O recurso foi admitido no tribunal 'a quo' e os autos foram remetidos a este Tribunal.
Cumpre decidir.
2 – As normas em causa foram aplicadas como razão de decidir no acórdão recorrido.
Com efeito, o recurso contencioso interposto pela ora recorrente foi rejeitado por extemporaneidade, uma vez que a recorrente não observara o prazo de recurso contencioso previsto no citado artigo 3º nº 2 do Decreto-lei nº 134/98 (15 dias), atendendo à data da entrada da petição no tribunal, por o signatário da petição ter escritório na comarca sede do tribunal (artigo 35º nº 5 da LPTA).
Nada obsta, pois, ao conhecimento do mérito do pedido.
3 – Sobre a constitucionalidade da norma ínsita no artigo 3º nº 2 do Decreto-Lei nº 134/98, pronunciou-se já este Tribunal.
Fê-lo no acórdão nº 92/2001, publicado no Diário da República, II Série, de 22 de Maio de 2001, aí concluindo que aquela norma não ofendia o direito constitucional a uma tutela jurisdicional efectiva.
Não se vêem razões para inflectir esta jurisprudência que aqui se dá por reproduzida e se reitera.
4 – A recorrente suscita, porém, outra questão de constitucionalidade reportada
à mesma norma: a inconstitucionalidade orgânica do diploma por violação da reserva relativa de competência da Assembleia da República.
A este propósito, a recorrente invoca, como norma violada, o artigo 165º da CRP, sendo certo que este preceito contem diversos números e alíneas. Mas crê-se que a recorrente se reporta concretamente ao disposto na alínea b) do nº 1 daquele artigo, por força da qual é da exclusiva competência da Assembleia da República legislar, salvo autorização ao Governo, em matéria de 'Direitos, liberdades e garantias'. É isto, de resto, o que se infere das alegações de recurso para o STA, onde a questão foi suscitada (cfr., em especial, fls. 182).
Ora, sobre este aspecto não se pronunciou, ainda, directamente, o Tribunal Constitucional.

================

— Tarefas propostas —
**A)** Devolva, por favor, o trecho do excerto jurídico de "Não se vêem" a "Assembleia da República.", sem qualquer alteração.
**B)** No excerto jurídico, qual é o prazo de recurso contencioso previsto no artigo 3º nº 2 do Decreto-lei nº 134/98?
**C)** Escreva a continuação do excerto jurídico a partir da última frase apresentada.
Os dados provêm de uma fonte distinta do excerto jurídico.

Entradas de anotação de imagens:
================

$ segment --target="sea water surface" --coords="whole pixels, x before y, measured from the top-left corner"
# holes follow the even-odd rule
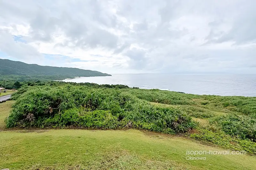
[[[256,96],[256,74],[112,74],[63,81],[127,85],[196,94]]]

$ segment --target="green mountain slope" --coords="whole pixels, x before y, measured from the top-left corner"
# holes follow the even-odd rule
[[[79,76],[111,76],[96,71],[76,68],[42,66],[2,59],[0,59],[0,75],[12,75],[12,77],[16,75],[19,76],[20,77],[41,77],[53,79],[54,78],[68,78]]]

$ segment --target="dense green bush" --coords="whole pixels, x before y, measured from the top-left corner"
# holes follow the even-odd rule
[[[249,116],[229,114],[216,116],[209,121],[232,136],[256,140],[256,119]]]
[[[199,133],[192,133],[190,135],[190,137],[234,150],[244,150],[256,154],[256,143],[250,140],[232,137],[221,131],[213,132],[205,129],[201,129],[198,131]]]
[[[21,90],[24,91],[16,95],[16,102],[5,120],[8,128],[126,127],[173,133],[196,125],[180,109],[154,106],[117,88],[69,85]]]

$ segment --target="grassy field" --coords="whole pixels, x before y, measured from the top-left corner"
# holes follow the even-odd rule
[[[4,119],[13,103],[0,104],[0,169],[256,169],[256,157],[249,155],[209,155],[202,156],[205,160],[187,160],[187,150],[222,149],[134,129],[6,130]]]
[[[4,93],[3,92],[1,92],[0,93],[0,97],[3,96],[5,96],[6,95],[8,95],[8,94],[12,94],[13,93],[17,91],[17,90],[7,90],[6,92],[5,93]]]

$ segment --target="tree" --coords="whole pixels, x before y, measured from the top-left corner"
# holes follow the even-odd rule
[[[19,82],[17,81],[14,83],[13,85],[15,88],[18,89],[22,85]]]

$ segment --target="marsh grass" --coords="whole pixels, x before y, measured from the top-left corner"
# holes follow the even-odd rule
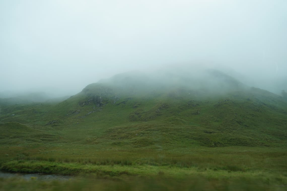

================

— Respostas às tarefas —
**A)**
Não se vêem razões para inflectir esta jurisprudência que aqui se dá por reproduzida e se reitera.
4 – A recorrente suscita, porém, outra questão de constitucionalidade reportada
à mesma norma: a inconstitucionalidade orgânica do diploma por violação da reserva relativa de competência da Assembleia da República.

**B)** 15 dias.

**C)**
Sucede, porém, que o Tribunal abordou já a questão de saber se outra norma do mesmo diploma (a que consta do artigo 4º nº 4) enfermava de inconstitucionalidade orgânica por, supostamente, regular matéria respeitante a
'direitos liberdades e garantias' (Acórdão nº 128/00, in Acórdãos do Tribunal Constitucional, 46º vol., pág. 513).
Tratava-se aí da norma que prescreve a urgência do recurso contencioso em causa, estabelecendo prazos especiais (mais curtos) para determinados actos processuais.
Ora, decidiu-se no referido aresto que, por versar matéria de processo administrativo, a norma não carecia, para ser editada, de credencial parlamentar.
A verdade é que, no caso que nos ocupa, não está também em causa o direito ao recurso contencioso que sempre estaria garantido nos termos gerais – a norma não tira nem põe sobre o direito de impugnar contenciosamente os actos referentes à formação de contratos de empreitada de obras públicas, pois apenas fixa um prazo especial (também mais curto em razão da referida urgência) para o exercício daquele direito (em certa perspectiva, um pressuposto do recurso), prazo aliás que, como se disse, o Tribunal Constitucional entendeu já não ofender o direito
à tutela jurisdicional efectiva.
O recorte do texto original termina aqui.